Your copy should match the entries exactly, with the pictures left out.
───── Records for the task ─────
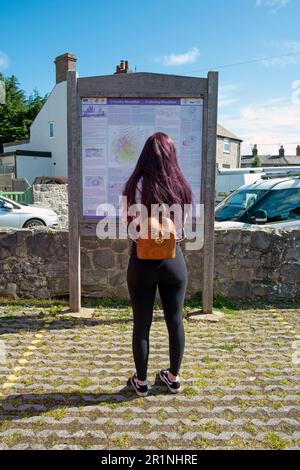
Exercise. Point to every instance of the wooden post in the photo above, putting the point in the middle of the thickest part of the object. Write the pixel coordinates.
(208, 194)
(74, 185)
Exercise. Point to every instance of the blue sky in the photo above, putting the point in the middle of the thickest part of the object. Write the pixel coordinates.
(259, 101)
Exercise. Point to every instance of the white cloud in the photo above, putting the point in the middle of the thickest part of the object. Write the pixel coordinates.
(272, 5)
(180, 59)
(4, 60)
(288, 50)
(226, 97)
(268, 124)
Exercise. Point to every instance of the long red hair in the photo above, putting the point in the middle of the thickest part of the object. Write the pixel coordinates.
(163, 180)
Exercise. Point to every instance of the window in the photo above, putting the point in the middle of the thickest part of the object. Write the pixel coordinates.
(51, 130)
(281, 204)
(226, 146)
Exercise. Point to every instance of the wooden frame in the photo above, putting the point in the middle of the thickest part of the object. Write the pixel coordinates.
(137, 85)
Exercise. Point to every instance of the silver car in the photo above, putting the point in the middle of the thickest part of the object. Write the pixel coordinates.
(15, 214)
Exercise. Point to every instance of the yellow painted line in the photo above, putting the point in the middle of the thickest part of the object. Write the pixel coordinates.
(12, 379)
─────
Result:
Exercise. Point to every instance of the wooden post in the photo above, putting the point in the middle of the thickest part of the object. Write the pixel coordinates.
(208, 194)
(74, 185)
Exercise. Point to every instance of the blue sky in the photo above, putting the point in the middle of the thickest part of the object. Write the pixel coordinates.
(259, 101)
Exercise. Point to every instance of the white cloud in the photo above, putting the point in the middle of the thickest part of the object. Write the pixel coordinates.
(272, 5)
(180, 59)
(4, 60)
(288, 50)
(226, 97)
(268, 124)
Exercise. Point to every instance of the long red hair in the photo above, putting the point in the middle of the thickest part of the object. Write the pixel coordinates.
(163, 180)
Exercise. Point to every instance of the window in the photo above, putting the point in the middle of the thickest part of the object. Write the pixel coordinates.
(51, 130)
(281, 204)
(226, 146)
Exercise. Point to every instance of the wooden frame in the photo above, putting the point in the middle of the thickest part of the object. Write the pixel coordinates.
(137, 85)
Exercise. Point to every instance of the silver car in the photo above, putting the point in the middle of the thickest part of the object. Write the pixel coordinates.
(15, 214)
Exercise. Point to every instance of the yellow painted line in the photo above, putting the point in the middle of the thickest part of the object. Write the pixel coordinates.
(12, 379)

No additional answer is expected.